DOCUMENT SECTION:
# My totally free 3 bay garage.



## Hoodoo Valley (Nov 14, 2006)

Looks like hell, but cost me zero. Garage 3 is off the back. The 2 doors to the far right house over 21 cords of wood that are stacked to the roof.


----------



## wjjones (May 28, 2010)

Actually looks pretty good to me.


----------



## Hoodoo Valley (Nov 14, 2006)

wjjones said:


> Actually looks pretty good to me.


Well thank you Mr Jones! The back is not as nice though, but it works well. Just looks like the Partridge family bus!


----------



## Fordfarm (Dec 27, 2005)

I build EVERYTHING out of scrounged and salvaged parts! My family has even stopped talking to me because of how I do things! They chase Mr. Jones, I'm "white trash". I figure I'm doing my part to help lower property taxes....


----------



## leadarrows (May 16, 2010)

I like free. Dumpster diver myself. Looks like it will keep something you own from sitting outside. Same thing a brand new fancy building dose.


----------



## Hoodoo Valley (Nov 14, 2006)

Fordfarm said:


> I build EVERYTHING out of scrounged and salvaged parts! My family has even stopped talking to me because of how I do things! They chase Mr. Jones, I'm "white trash". I figure I'm doing my part to help lower property taxes....


Four things come to mind immediately. 1- a whole lot more affordable than shopping at the home depot. 2- Helps protect the environment because it actually goes a step above recycling and right to the "reuse" level. 3- And tying into the whole reuse thing, the Chinese make not one cent from you, as you are a second or third or even in some cases, like my place, the fourth end user. 4- And lastly, working with old used crap greatly improves ones creativity. On my garage, I had a bunch of old rafters that came from an 8/12 roof pitch, but I needed an extra few feet of width, so right just then....BAM!.......they became a 5/12, and the creative challenge became how to match the tops and bottoms so that they were strong and looked good. Fairly easy one really, but still fun nonetheless!

DIRECTIONS: List every distinct username that posts in the forum thread about the free three-bay garage.

Rows from a pointing dataset
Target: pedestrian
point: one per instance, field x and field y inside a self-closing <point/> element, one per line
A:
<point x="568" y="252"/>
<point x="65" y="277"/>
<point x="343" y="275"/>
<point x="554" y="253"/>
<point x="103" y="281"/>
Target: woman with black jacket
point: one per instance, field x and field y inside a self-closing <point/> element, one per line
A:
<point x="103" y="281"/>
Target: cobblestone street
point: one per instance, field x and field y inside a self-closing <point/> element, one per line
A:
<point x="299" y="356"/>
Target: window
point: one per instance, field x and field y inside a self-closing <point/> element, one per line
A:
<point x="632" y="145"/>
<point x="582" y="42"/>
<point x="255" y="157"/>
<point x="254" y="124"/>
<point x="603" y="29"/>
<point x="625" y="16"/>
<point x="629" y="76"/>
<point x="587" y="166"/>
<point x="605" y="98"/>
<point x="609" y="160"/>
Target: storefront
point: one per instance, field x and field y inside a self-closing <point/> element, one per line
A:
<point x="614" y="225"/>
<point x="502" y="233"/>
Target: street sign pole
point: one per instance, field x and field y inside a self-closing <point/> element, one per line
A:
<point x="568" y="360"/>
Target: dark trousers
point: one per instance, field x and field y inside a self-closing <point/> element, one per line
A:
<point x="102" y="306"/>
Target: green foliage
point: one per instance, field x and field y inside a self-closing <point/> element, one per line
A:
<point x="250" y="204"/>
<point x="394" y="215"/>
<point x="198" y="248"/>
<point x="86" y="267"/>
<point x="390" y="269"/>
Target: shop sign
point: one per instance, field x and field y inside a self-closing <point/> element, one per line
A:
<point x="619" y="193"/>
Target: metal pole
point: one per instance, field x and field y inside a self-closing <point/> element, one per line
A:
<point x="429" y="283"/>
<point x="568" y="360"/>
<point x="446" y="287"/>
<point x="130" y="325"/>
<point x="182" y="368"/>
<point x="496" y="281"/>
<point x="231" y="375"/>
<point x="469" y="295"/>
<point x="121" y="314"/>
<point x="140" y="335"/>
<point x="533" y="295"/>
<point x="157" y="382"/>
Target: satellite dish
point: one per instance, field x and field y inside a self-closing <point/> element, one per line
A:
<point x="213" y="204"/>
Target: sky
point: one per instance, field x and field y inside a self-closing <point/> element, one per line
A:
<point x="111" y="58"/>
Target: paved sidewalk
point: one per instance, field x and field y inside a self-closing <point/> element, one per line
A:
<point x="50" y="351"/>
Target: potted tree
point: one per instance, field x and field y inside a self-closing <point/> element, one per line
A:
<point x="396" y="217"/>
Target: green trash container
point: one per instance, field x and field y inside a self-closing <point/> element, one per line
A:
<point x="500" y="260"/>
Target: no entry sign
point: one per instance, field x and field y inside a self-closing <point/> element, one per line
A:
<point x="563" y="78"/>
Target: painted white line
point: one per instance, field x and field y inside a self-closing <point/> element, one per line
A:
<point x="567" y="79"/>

EXPECTED OUTPUT:
Hoodoo Valley
wjjones
Fordfarm
leadarrows